Without changing a single word, output each entry.

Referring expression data
────────────────────────────────────────
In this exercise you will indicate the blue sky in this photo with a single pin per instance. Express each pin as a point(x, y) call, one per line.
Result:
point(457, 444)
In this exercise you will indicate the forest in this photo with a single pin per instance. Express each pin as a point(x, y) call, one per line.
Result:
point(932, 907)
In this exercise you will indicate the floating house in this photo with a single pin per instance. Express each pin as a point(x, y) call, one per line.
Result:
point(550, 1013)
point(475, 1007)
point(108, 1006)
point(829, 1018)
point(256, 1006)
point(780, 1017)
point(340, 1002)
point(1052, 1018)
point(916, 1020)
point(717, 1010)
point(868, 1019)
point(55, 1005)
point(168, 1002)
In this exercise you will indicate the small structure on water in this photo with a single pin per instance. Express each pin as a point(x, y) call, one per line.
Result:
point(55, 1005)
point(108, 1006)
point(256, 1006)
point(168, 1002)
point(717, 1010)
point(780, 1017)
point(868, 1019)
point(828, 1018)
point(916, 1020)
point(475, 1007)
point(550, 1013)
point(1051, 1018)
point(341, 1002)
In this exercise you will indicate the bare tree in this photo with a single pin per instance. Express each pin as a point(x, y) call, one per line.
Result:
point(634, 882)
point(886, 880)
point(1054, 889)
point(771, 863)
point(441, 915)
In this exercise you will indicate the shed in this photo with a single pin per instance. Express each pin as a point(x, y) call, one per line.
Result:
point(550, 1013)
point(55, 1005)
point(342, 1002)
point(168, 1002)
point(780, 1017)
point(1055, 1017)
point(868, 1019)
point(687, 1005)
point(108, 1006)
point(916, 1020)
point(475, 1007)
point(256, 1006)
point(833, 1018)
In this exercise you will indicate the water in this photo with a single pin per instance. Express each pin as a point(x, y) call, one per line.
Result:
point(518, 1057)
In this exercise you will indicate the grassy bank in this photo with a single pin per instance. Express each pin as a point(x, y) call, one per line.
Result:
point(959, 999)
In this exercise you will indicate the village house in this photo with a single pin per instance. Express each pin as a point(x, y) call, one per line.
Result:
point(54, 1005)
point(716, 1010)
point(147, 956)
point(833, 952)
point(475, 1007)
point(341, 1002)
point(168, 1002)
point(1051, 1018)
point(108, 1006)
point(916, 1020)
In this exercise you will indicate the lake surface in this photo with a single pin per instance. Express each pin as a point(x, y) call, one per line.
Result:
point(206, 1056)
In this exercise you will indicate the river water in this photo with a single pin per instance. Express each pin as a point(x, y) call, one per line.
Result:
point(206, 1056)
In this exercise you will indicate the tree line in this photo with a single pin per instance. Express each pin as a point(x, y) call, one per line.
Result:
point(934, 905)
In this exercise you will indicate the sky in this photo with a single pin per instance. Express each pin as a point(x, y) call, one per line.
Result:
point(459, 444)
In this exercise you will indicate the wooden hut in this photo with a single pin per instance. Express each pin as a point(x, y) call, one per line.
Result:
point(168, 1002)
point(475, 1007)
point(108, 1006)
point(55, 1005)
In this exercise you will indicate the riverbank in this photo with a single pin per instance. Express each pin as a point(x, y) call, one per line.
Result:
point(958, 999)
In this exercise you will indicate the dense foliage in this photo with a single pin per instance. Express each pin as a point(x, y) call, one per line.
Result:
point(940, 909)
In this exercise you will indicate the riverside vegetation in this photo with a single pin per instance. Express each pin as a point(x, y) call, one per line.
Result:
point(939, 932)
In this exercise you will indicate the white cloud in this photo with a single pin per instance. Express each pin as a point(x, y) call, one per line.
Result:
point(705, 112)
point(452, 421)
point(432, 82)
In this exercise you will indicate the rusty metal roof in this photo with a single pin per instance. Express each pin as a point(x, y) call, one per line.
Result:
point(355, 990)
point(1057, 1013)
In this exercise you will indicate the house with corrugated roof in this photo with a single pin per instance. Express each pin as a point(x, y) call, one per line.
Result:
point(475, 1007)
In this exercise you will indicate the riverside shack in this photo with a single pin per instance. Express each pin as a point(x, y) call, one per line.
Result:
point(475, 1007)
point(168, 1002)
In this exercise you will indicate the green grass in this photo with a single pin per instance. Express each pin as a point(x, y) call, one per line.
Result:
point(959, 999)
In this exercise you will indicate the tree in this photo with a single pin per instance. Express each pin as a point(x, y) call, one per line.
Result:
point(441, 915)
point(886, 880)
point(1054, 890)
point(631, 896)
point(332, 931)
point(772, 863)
────────────────────────────────────────
OUTPUT FOR THIS EXERCISE
In this exercise you will indicate the blue sky in this photo with a single pin per instance. Express each pin as a point(x, y) call, one per line.
Result:
point(457, 444)
In this exercise you will indicate the forest in this photo with a single pin per instance. Express each pin as a point(x, y) call, one per line.
Result:
point(932, 907)
In this exercise you will indicate the floating house in this photo with a single pin per instance. Express each pin as a point(x, y) call, one per line.
Result:
point(550, 1013)
point(475, 1007)
point(108, 1006)
point(829, 1018)
point(256, 1006)
point(780, 1017)
point(340, 1002)
point(1052, 1018)
point(916, 1020)
point(717, 1010)
point(868, 1019)
point(55, 1005)
point(168, 1002)
In this exercise you will indicate the small structure on water in this photo with a single pin per instance. Express each pin as a point(x, y) call, one per line.
Result:
point(55, 1005)
point(108, 1006)
point(256, 1006)
point(168, 1002)
point(717, 1010)
point(780, 1017)
point(868, 1019)
point(828, 1018)
point(916, 1020)
point(475, 1007)
point(550, 1013)
point(1051, 1018)
point(341, 1002)
In this exercise you will indicate the bare tree in this photo with a single pin per instance. Express each pin as a point(x, y) call, one per line.
Result:
point(634, 882)
point(886, 880)
point(1054, 889)
point(771, 863)
point(441, 915)
In this exercise you will indicate the shed in this photo with a single pin per instance. Express each pin as a point(x, y) call, one per line.
Result:
point(550, 1013)
point(55, 1005)
point(342, 1002)
point(168, 1002)
point(780, 1017)
point(1055, 1017)
point(868, 1019)
point(687, 1005)
point(108, 1006)
point(916, 1020)
point(475, 1007)
point(256, 1006)
point(833, 1018)
In this exercise you will indicate the water in this photo with a single pin per instance. Express each pin as a point(x, y) call, one per line.
Result:
point(518, 1057)
In this exercise you will indicate the grassy bank in this photo with a single pin per instance. Express each pin as a point(x, y) call, one per line.
Result:
point(959, 999)
In this exercise you will indicate the village house in this photo with a single pin per instance. Express each pin as a point(x, y) call, one per line.
Result:
point(54, 1005)
point(716, 1010)
point(147, 956)
point(833, 952)
point(475, 1007)
point(341, 1002)
point(168, 1002)
point(1051, 1018)
point(108, 1006)
point(916, 1020)
In this exercise you will indicate the lake surface in this photo with a single pin per instance. Express each pin as a point(x, y) call, one per line.
Result:
point(206, 1056)
In this exercise you will indicate the river water in this photo with a single pin per instance. Express each pin as a point(x, y) call, one per line.
Result:
point(206, 1056)
In this exercise you will indicate the tree line in this photo with a single pin per instance. Express each pin as a point(x, y) call, one per line.
Result:
point(934, 905)
In this exercise you will indicate the sky in this photo with a single pin per instance. Express each pin as a point(x, y) call, one per line.
Result:
point(459, 444)
In this exercise you will indicate the wooden hut in this photo with a single pin per instance. Express each pin as a point(x, y) call, one per line.
Result:
point(168, 1002)
point(475, 1007)
point(108, 1006)
point(55, 1005)
In this exercise you will indicate the riverbank in this photo with a single pin per instance. Express each pin as a point(x, y) call, one per line.
Result:
point(958, 999)
In this exercise you will indicate the dense foliage in this photo with a single pin per instance. Express each pin as a point(x, y) call, one per line.
Result:
point(940, 909)
In this exercise you will indicate the riverside vegetation in this photo with a single pin per instance. Express each pin as a point(x, y) call, one per line.
Result:
point(939, 932)
In this exercise you will indicate the white cloud in this photo with a single pin per instance. Express each pin as a point(x, y) call, one per line.
Result:
point(705, 112)
point(452, 421)
point(432, 82)
In this exercise you will indicate the rusty metal roof in this photo with a single pin per instance. Express each pin as a point(x, y) call, one per line.
Result:
point(355, 990)
point(1057, 1013)
In this exercise you will indicate the house with corrugated roof in this photo with a single pin per instance. Express each pin as a point(x, y) call, one per line.
Result:
point(475, 1007)
In this exercise you will indicate the riverside shack in this photo with a single pin per instance. Express each pin as a point(x, y) call, one per line.
Result:
point(475, 1007)
point(168, 1002)
In this exercise you will indicate the green grass in this photo with a single pin per instance. Express each pin as a point(x, y) call, one per line.
Result:
point(959, 999)
In this exercise you will indicate the tree in this photo with a single pin per instance. Express each pin as a point(x, y) call, one per line.
Result:
point(441, 915)
point(886, 880)
point(1054, 890)
point(631, 896)
point(332, 931)
point(772, 863)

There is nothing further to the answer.